[Goal of the exercise]
Reproduce the records below in full and exactly, without their images.
--- start of Supplied records ---
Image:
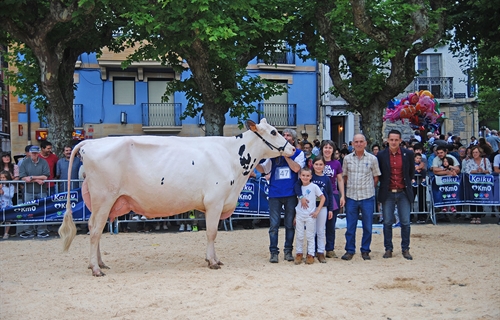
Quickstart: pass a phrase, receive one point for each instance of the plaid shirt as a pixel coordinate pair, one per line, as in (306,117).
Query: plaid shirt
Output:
(360,173)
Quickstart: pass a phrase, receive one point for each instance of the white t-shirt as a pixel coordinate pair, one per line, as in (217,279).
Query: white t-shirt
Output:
(310,192)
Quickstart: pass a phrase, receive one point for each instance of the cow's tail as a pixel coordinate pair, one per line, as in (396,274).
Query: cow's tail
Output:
(67,231)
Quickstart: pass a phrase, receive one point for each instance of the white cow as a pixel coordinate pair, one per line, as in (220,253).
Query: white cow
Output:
(162,176)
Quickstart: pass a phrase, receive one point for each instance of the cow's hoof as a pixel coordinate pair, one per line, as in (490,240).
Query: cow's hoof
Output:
(214,266)
(98,273)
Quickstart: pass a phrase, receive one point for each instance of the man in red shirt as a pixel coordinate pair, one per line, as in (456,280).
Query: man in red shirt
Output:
(47,155)
(397,168)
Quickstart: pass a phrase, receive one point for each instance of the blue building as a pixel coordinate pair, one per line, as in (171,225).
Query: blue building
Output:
(111,101)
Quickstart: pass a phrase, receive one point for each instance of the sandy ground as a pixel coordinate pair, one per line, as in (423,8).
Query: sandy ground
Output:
(454,275)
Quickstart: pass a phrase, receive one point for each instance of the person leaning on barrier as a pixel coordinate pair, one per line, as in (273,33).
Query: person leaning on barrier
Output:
(477,165)
(34,171)
(397,169)
(437,162)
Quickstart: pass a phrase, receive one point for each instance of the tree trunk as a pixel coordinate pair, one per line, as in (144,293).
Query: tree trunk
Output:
(213,112)
(214,120)
(371,123)
(57,86)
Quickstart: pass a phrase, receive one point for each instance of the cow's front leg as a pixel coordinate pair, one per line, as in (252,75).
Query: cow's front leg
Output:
(212,222)
(99,259)
(96,263)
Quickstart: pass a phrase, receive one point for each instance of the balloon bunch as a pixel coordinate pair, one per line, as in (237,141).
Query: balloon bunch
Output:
(420,108)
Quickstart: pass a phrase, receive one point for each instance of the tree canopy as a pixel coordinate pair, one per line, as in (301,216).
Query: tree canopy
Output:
(55,33)
(370,48)
(475,40)
(215,40)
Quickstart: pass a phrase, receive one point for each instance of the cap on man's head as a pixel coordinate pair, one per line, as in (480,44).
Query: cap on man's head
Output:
(35,149)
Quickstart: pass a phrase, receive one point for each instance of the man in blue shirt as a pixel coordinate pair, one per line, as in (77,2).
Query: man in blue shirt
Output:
(283,173)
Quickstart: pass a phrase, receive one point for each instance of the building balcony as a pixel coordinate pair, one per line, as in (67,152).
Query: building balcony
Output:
(161,117)
(280,115)
(279,61)
(440,87)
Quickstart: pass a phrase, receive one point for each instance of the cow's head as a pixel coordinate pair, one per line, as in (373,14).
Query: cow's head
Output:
(277,144)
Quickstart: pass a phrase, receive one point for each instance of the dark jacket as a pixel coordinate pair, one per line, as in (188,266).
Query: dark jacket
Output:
(385,169)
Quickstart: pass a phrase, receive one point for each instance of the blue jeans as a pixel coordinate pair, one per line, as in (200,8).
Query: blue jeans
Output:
(404,207)
(330,227)
(367,207)
(275,205)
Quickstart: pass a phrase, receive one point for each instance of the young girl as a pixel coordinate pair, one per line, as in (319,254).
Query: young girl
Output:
(333,170)
(306,215)
(326,212)
(6,194)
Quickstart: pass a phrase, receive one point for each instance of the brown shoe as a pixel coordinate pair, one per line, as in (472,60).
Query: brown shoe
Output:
(331,254)
(321,257)
(309,259)
(407,255)
(347,256)
(298,258)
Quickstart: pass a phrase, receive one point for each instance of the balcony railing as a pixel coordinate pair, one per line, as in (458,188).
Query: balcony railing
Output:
(279,114)
(285,57)
(440,87)
(161,114)
(77,117)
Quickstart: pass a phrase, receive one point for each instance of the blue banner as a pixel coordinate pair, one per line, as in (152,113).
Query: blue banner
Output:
--- end of Supplied records ---
[Complete answer]
Image:
Quickstart: pass a phrase, receive one point for each instance of the plaid shirt as a pixel coordinate pair, one per line, as in (306,117).
Query: plaid shirt
Output:
(360,173)
Quickstart: pass a phrase, receive one point for each instance of the white t-shirt as a pixel coordinate pair, one per line, as in (217,279).
Query: white t-shirt
Output:
(310,192)
Quickstart: pass a phrase, receive one point for each instance of the cow's tail as a pixel coordinate pair, one per line, as in (396,274).
Query: cow's tail
Output:
(67,231)
Quickstart: pass a phrase, receive one point for each instance of the white cow as a pixel coordinate pair, one per line, as in (220,253).
Query: white cow
Output:
(162,176)
Quickstart: pass a phrase, receive one point for each instance of the cow's hoof as a pixel coordinate pair, one per line, as in (490,240).
Query: cow's hoof
Output:
(214,266)
(98,273)
Quickstart: pass a phrase, receive one point for each instance of the man in red shirt as a pixel coordinate pair, one per line, as in (456,280).
Query: man in red shirt
Output:
(47,155)
(397,168)
Quickstart: pass a phrase, receive one point for each instance of the blue building as a pixel coordinate pair, one per line, as in (171,225).
Query: blue building
Output:
(111,101)
Quickstart: pass a phrase, receive one point for each instance of the sandy ground as a pixel coordinate pair, one per line, as in (423,8).
Query: sandy ground
Output:
(454,275)
Quickstart: pass a phrase, receive one point for each instance of the person leaning on barrier as a pixel coordinate pair, one per line, as in (273,33).
Query: person leaning on barrier
Output:
(477,165)
(34,171)
(397,169)
(437,162)
Quickstart: pass a phrase, receive one point for each instance of the tree trunk as a pixel coordinate pair, one per line, as in (144,293).
Query: tree trunk
Output:
(213,112)
(214,120)
(371,123)
(57,86)
Quickstart: pass a phrase, receive one point for each instance of the cow's front leg as a pixel coordinate pair, one per line, as in (252,75).
Query: cow's front leg
Output:
(212,222)
(99,259)
(96,263)
Quickstart: pass a phrase, receive one point for each instance of the balloon bunch as a pixel coordinate pair, one per line, as in (237,141).
Query: balloon bunch
Output:
(420,108)
Quickstart: pass a phrase, receive one point for each instance of the tree canopy as a pixel coordinate pair, one per line, as in (301,216).
Query: tree canopy
Output:
(55,33)
(370,48)
(475,40)
(215,40)
Quickstart: pass a phrase, receive one point for each instance of the cap on man's head as a pixel coordinate pair, one per line, as in (480,44).
Query: cap on man's head
Output:
(35,149)
Quickstart: pass a phrase, receive one point for each instance of the man in blue shirt as a pixel coordinate pair, one per line, as in (77,2).
Query: man in blue shirt
Output:
(283,173)
Quickstart: pass a phrase, receive one point for each instance of the building balcony as a pixel coordinate pair, one per line, as in (67,152).
Query: building balcony
Output:
(161,117)
(280,115)
(279,61)
(440,87)
Quickstart: pass a phrase, receive one point for each instance of the cow's head as a pixel coordinate pair, one per line, as in (373,14).
Query: cow's head
Output:
(277,144)
Quickstart: pass a phrase, receive one point for each instance of the dark jacket as a pixel coordinate pair, one per line, as in (188,266).
Query: dark jacket
Output:
(385,169)
Quickstart: pass a phrase, receive one point for each instance of the blue jeans as a pixel coordinate pair, one per line, as in (200,8).
Query: blue jeans
Output:
(404,207)
(330,227)
(367,207)
(275,205)
Quickstart: pass a phrase, receive one point for each instance of the young girl as a pixel coordinate pair, one per line, as in (319,254).
Query: young girl
Output:
(333,170)
(306,215)
(326,212)
(6,194)
Quickstart: pass a phrase, receive one point for each instance of the brown shoe as a pixel coordinate pair, one per line, as in (472,60).
Query: brown shoe
Output:
(331,254)
(321,257)
(309,259)
(407,255)
(347,256)
(298,258)
Quickstart: pass a phrase, receive one point for each instance of the balcony railing as a pixel coordinate pair, one per line, as in (458,188).
Query: balcony railing
Output:
(279,114)
(285,57)
(440,87)
(161,114)
(77,117)
Quickstart: pass a phrase, receive one point for each instance of the blue banner as a pixel coordinate pair, one per line, as in (152,113).
Query: blue banner
Output:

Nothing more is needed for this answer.